● **TEXTAUSZUG**:
---

Stille und Einsamkeit, ein paar vertrocknete Blumen, herrenlose
Katzen und aus der Ferne Lärm der Großstadt regieren fast das ganze
Jahr auf dem Zentralfriedhof von Palma. Nur zu Allerheiligen am 1.
November – mallorquín „Tots Sants” – spanisch „Todos los santos” –
ist der Friedhof der meistbesuchte Ort der Stadt. Aber auch in den
anderen Städten und Dörfern der Insel statten Tausende von Bürgern
ihren Toten dann einen Besuch ab.
Schon Tage zuvor werden die Gräber und Nischen geschmückt,
bringt man Blumen und Kerzen. Gärtnereien und Blumengeschäfte
machen dann das Geschäft des Jahres. In Palma sind an den
Zufahrtsstraßen zum Zentralfriedhof Verkaufsstände aufgebaut.

---

● **VORLIEGENDE DATENSÄTZE**:

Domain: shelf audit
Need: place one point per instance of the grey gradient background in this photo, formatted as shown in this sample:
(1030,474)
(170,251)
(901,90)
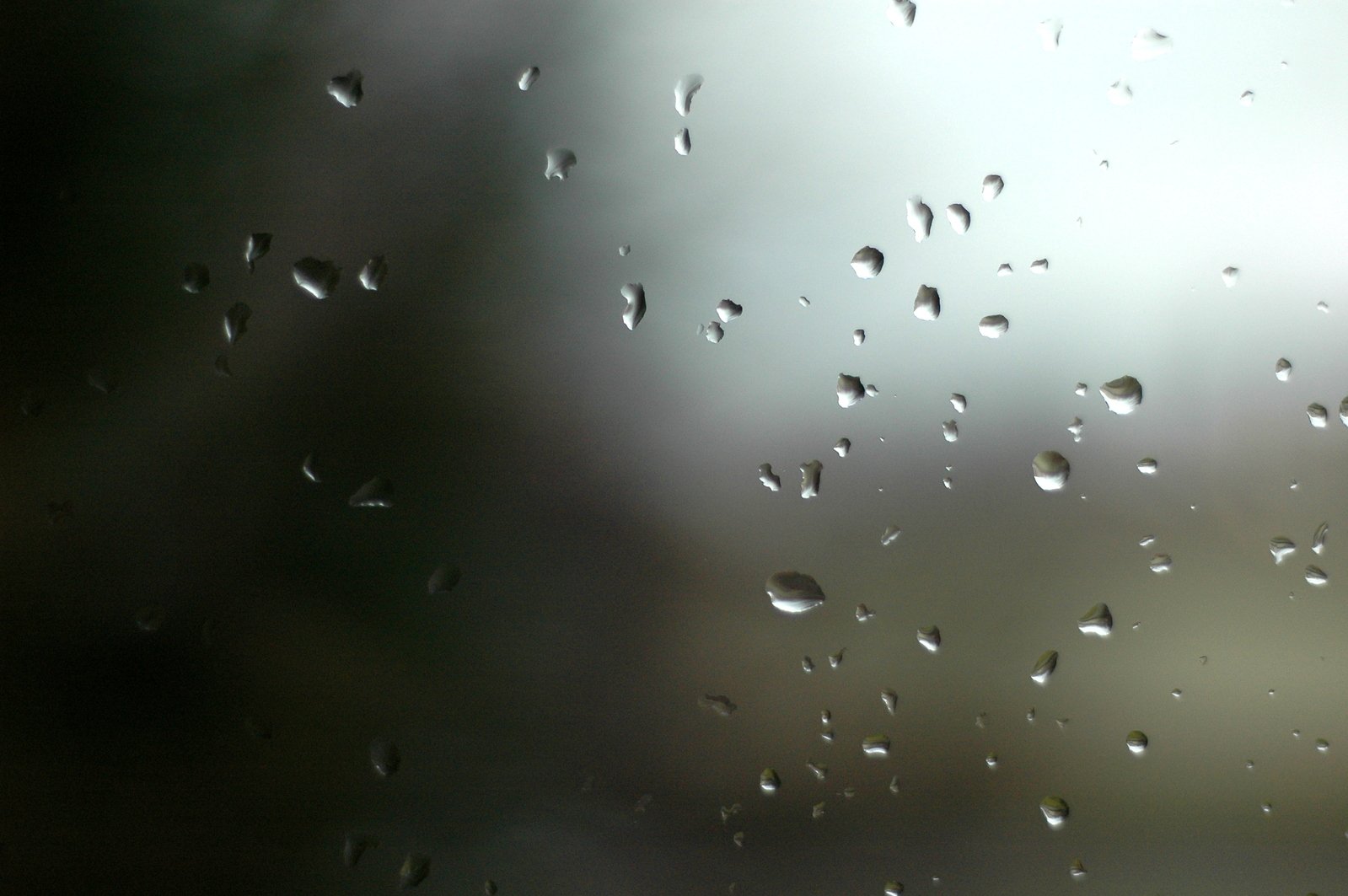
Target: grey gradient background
(599,486)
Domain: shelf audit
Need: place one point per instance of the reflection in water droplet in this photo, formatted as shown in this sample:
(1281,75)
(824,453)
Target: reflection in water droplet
(1044,668)
(373,275)
(1098,620)
(959,217)
(560,164)
(684,92)
(346,89)
(920,218)
(635,297)
(1050,470)
(994,326)
(317,278)
(926,306)
(1055,810)
(1122,395)
(1150,43)
(850,389)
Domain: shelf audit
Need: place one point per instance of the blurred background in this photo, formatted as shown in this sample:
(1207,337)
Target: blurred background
(204,654)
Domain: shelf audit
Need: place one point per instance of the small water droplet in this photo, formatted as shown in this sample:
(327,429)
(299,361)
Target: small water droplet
(346,89)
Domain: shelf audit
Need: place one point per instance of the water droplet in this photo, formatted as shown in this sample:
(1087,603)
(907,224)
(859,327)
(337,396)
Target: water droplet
(558,164)
(1044,668)
(414,871)
(376,492)
(256,247)
(994,326)
(1150,43)
(959,217)
(920,218)
(443,578)
(684,92)
(890,700)
(1098,620)
(1050,31)
(926,306)
(384,758)
(1050,470)
(875,745)
(682,142)
(719,704)
(867,261)
(236,321)
(900,13)
(1122,395)
(1055,810)
(793,592)
(1281,549)
(373,275)
(850,389)
(770,480)
(196,278)
(317,278)
(635,297)
(346,89)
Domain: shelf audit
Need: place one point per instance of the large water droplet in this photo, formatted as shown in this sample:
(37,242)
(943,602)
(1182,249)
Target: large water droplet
(317,278)
(635,297)
(793,592)
(558,164)
(1122,395)
(348,88)
(867,261)
(1050,470)
(1044,668)
(684,92)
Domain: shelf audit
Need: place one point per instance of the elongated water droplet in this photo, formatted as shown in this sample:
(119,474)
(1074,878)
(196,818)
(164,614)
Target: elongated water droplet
(348,89)
(920,218)
(317,278)
(558,164)
(373,275)
(1123,395)
(994,326)
(635,297)
(926,306)
(793,592)
(1044,668)
(684,92)
(1050,470)
(959,217)
(1098,620)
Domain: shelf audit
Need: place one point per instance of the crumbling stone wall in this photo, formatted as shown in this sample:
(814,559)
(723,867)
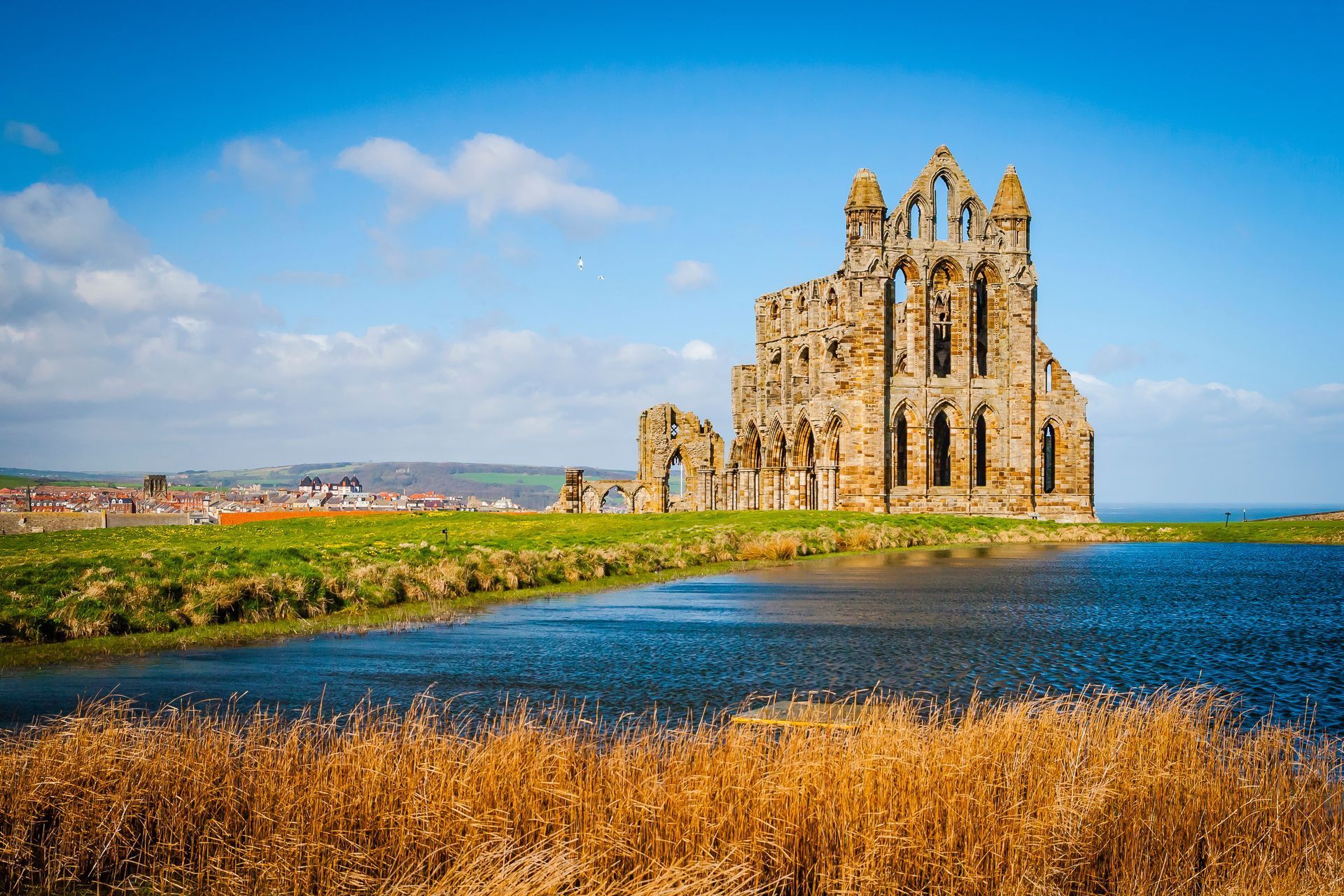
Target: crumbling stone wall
(913,379)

---

● **ZU ERLEDIGEN**:
1. Wie heißt Allerheiligen laut Textauszug auf Mallorquinisch?
2. Stimmen diese Aussagen mit dem Textauszug überein? Antworte jeweils mit Ja oder Nein und zitiere die entscheidenden Worte. (a) Der Zentralfriedhof von Palma ist das ganze Jahr über stark besucht. (b) Die Gräber werden schon Tage vor Allerheiligen geschmückt. (c) In Palma stehen an den Zufahrtsstraßen zum Zentralfriedhof Verkaufsstände.
Beantworte alles nur mit dem, was im Textauszug steht.

● **ANTWORTEN DER REIHE**:
1. „Tots Sants“

2.
(a) Nein: „Stille und Einsamkeit, ein paar vertrocknete Blumen, herrenlose Katzen und aus der Ferne Lärm der Großstadt regieren fast das ganze Jahr auf dem Zentralfriedhof von Palma.“
(b) Ja: „Schon Tage zuvor werden die Gräber und Nischen geschmückt“
(c) Ja: „In Palma sind an den Zufahrtsstraßen zum Zentralfriedhof Verkaufsstände aufgebaut.“